-- START Extract provided --
With the NHL GM’s meetings going on, one of the key issues that they’ve been addressing is hits to the head. It seems appropriate then that Pittsburgh Penguins asshat Matt Cooke has gone on a skull-cracking spree in the last week. Hawk fans will recall Cooke’s actions against Duncan Keith earlier in the year with a dangerous hit, and Duncs didn’t take too kindly to it. Observe:

Now take a gander of what Matt Cooke has been up to this week. First, his hit that sent Marc Savard off on a stretcher, and then the hit against Artem Anisimov that finally got him suspended.

There’s a recurring theme here: Cooke leveling players when their heads are turned. These are predatory, dangerous hits, and the league is right to try to legislate some manner of rules to prevent them. To trust that they’ll be consistent in executing them is obviously erroneous. But this type of hit needs to be eliminated. And while I am growing tired of players having to answer for their clean hits with their fists, Cooke clearly needs to answer for the havoc he’s been wreaking, as there is no misconstruing the intent of these hits as anything other than violently injure another player. His elbows are often out, and the opposing player is never looking. Cooke is lucky that after his hit on Savard, he did not have to answer to Zdeno Chara, as Chara would most certainly fed him his own dick had he been in the lineup, and I’m confident he will at his earliest opportunity. I know I’ll take a certain degree of pleasure in that when it happens.

Ok, I’m done with my neanderthalism on this issue. Just so I’m not misunderstood, hits to the head=BAD, fighting after clean hits=BAD, answering for dirty hits=GOOD. On the more logical side of this coin, if the NHL is looking to seriously combat the concussion issues in the league, it needs to look at the equipment that its skaters are wearing. Hockey equipment now, particularly elbow and shoulder pads, is stronger now than its ever been, because it’s all made with ultra lightweight ultra stiff plastic. These hard capped pads give players an air of invincibility when delivering hits, and the results, as we’re seeing above, can be devastating for the recipients of them. The NHL has no problem with setting standards for goalie equipment, or regulating that players have their jersey properly fastened to their pants to prevent injury, it should carry that through to the elbow and shoulder pads. I’m not saying that the padding needs to go back to the level of what we saw in Slap Shot, as the players themselves are bigger, stronger, and faster than they’ve ever been, but getting the hard-capped pads out of the game would be a step in the right direction.
-- END Extract provided --
-- START Supplied data --
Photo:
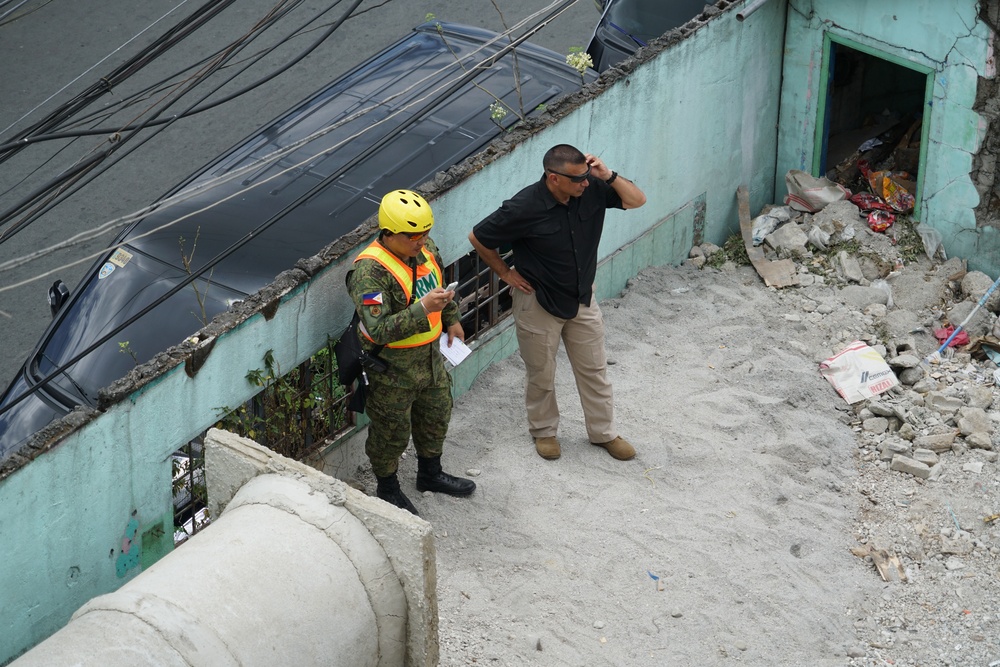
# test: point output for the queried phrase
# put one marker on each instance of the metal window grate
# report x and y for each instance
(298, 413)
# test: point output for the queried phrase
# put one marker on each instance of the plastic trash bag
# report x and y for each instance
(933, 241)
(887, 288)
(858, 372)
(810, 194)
-- END Supplied data --
(Tasks to carry out)
**A.** Answer each question from the post on head hits, on its own line:
(i) Which player's hit by Cooke finally got Cooke suspended?
(ii) Which two kinds of pads does the post say are stronger than ever?
(iii) Which Hawks player did Cooke hit earlier in the year?
**B.** List every player the post on head hits names as having been hit by Matt Cooke.
**C.** Rewrite the paragraph of the post on head hits that begins "Ok, I'm done with my neanderthalism" as a bulleted list of its main points.

(Task answers)
**A.**
(i) Artem Anisimov
(ii) Elbow and shoulder pads
(iii) Duncan Keith

**B.**
- Duncan Keith
- Marc Savard
- Artem Anisimov

**C.**
- Hits to the head are bad. Fighting after clean hits is bad. Answering for dirty hits is good.
- To seriously combat concussions, the NHL needs to look at the equipment its skaters wear.
- Elbow and shoulder pads are stronger than ever because they are made with ultra lightweight, ultra stiff plastic.
- These hard-capped pads give players an air of invincibility when delivering hits. The results can be devastating for the players who are hit.
- The NHL already sets standards for goalie equipment and requires jerseys to be fastened to pants to prevent injury. It should extend such rules to elbow and shoulder pads.
- Padding need not return to the level seen in Slap Shot, since players are bigger, stronger, and faster than ever. Removing hard-capped pads would still be a step in the right direction.